RECORDS SHOWN
______

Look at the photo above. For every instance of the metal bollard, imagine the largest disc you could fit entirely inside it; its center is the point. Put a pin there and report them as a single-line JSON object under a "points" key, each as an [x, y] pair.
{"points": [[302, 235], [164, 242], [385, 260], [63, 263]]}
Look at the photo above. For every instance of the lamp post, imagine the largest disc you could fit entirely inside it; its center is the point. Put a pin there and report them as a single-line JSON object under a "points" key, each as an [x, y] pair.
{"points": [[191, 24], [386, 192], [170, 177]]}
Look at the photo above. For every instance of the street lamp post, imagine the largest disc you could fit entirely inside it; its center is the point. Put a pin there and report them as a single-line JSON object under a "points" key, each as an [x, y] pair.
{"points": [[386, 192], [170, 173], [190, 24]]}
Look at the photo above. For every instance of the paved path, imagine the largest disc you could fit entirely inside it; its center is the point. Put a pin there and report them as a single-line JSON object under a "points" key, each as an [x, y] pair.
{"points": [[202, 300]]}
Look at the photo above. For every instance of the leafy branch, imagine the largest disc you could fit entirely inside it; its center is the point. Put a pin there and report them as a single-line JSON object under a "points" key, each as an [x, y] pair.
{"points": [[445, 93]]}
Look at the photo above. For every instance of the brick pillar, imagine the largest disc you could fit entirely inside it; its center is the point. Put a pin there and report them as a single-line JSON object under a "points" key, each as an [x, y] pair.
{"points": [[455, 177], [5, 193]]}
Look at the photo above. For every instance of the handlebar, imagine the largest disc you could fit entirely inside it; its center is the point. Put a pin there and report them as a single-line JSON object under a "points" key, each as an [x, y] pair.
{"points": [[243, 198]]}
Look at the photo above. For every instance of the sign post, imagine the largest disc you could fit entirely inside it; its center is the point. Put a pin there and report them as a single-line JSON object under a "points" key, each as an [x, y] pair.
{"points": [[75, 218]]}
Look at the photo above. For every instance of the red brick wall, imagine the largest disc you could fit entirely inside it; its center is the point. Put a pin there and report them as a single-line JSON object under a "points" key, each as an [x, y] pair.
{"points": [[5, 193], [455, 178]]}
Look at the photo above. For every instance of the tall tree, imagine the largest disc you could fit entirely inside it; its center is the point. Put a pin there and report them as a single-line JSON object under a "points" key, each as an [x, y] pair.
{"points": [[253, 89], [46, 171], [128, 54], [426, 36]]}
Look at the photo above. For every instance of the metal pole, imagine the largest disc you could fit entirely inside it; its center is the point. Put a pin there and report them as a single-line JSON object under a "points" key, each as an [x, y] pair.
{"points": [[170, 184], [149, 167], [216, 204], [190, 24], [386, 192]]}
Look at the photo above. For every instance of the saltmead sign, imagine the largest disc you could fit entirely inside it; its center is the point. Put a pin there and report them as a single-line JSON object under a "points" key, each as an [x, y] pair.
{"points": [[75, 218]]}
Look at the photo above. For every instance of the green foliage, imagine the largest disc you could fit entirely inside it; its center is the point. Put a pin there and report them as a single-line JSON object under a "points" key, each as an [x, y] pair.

______

PROBLEM DESCRIPTION
Please arrange every line above as a Markdown table, leaving out blank lines, with the columns "Row" for each line's position and "Line" for its text.

FINAL RESULT
| Row | Line |
|---|---|
| 1 | Look at the photo above. For every instance of the metal bollard, imagine the largest disc you could fit entirely inside it; its center is the point. Put a pin there and report them as a single-line JSON object under a "points" key, each as an [x, y] pair. |
| 2 | {"points": [[302, 235], [164, 242], [385, 260], [63, 263]]} |
| 3 | Look at the photo above. For every instance of the lamp post, imagine the largest disc you could fit entirely inside it; its center is the point. Put a pin there and report them as a single-line JSON object under a "points" key, each as an [x, y] pair. |
| 4 | {"points": [[191, 24], [386, 192], [170, 177]]} |
| 5 | Look at the photo above. For every instance of the street lamp post, imagine the largest disc you could fit entirely inside it; its center is the point. Put a pin there and report them as a single-line JSON object under a "points" key, each as an [x, y] pair. |
| 6 | {"points": [[386, 192], [170, 173], [190, 24]]} |
| 7 | Look at the photo above. For every instance of the paved path, imagine the largest disc you could fit entirely inside it; its center is the point. Put a pin there and report them as a single-line JSON object under a "points" key, each as an [x, y] pair. |
| 8 | {"points": [[202, 300]]} |
| 9 | Look at the photo above. For every instance of the leafy branch, imagine the largest disc you could fit entirely inside it; its center is the point. Put a pin there and report them as a single-line JSON object under a "points" key, each as an [x, y] pair. |
| 10 | {"points": [[445, 93]]} |
| 11 | Look at the photo above. For every instance of the brick pillar, imagine the largest disc you could fit entirely inside it; its center is the point. Put a pin there and report them as a single-line JSON object under a "points" key, each as an [x, y] pair. |
| 12 | {"points": [[455, 177], [5, 193]]} |
| 13 | Look at the photo above. For every instance of the handlebar, imagine the largest disc you could fit entirely inside it; its center is the point. Put a pin there and report them as a single-line JSON object under a "points" key, each as an [x, y] pair. |
| 14 | {"points": [[243, 198]]} |
| 15 | Look at the photo above. For every instance of the sign post, imagine the largest disc you could fit entirely inside it; its center is the point. Put a pin there and report them as a single-line JSON object under a "points" key, each as an [x, y] pair. |
| 16 | {"points": [[75, 218]]} |
| 17 | Look at the photo above. For every instance of the red brick wall, imagine the largest disc you could fit entirely inside it; its center is the point. Put a pin there and report them as a single-line JSON object under a "points" key, each as an [x, y] pair. |
| 18 | {"points": [[5, 193], [455, 178]]} |
| 19 | Look at the photo above. For every instance of the tall tree, imagine the largest disc you could fit entirely inside it; its center is the point. Put a pin there and report them as a single-line JSON object under a "points" key, each as an [x, y] pair. |
| 20 | {"points": [[253, 89], [46, 171], [128, 54], [426, 36]]} |
| 21 | Look at the photo above. For every instance of the metal pole, imagine the largest disc you could fit entirely inside it; its center is the point. Put a pin there and report them as a single-line JSON object under a "points" key, each as an [x, y] pair. |
| 22 | {"points": [[170, 184], [149, 167], [216, 204], [190, 24], [386, 192]]} |
| 23 | Look at the photo above. For every instance of the saltmead sign, imagine the largest disc you could fit entirely inside it; its center is the point. Put a pin there and report them as a single-line JSON object under a "points" key, each as an [x, y] pair. |
| 24 | {"points": [[75, 218]]} |
| 25 | Look at the photo above. For every instance of the green foliage, imagine the largest disc you could fit entirely inside it; its center is the point. Put a pin there and report them as a single-line JSON object under a "points" key, each as an [x, y] pair. |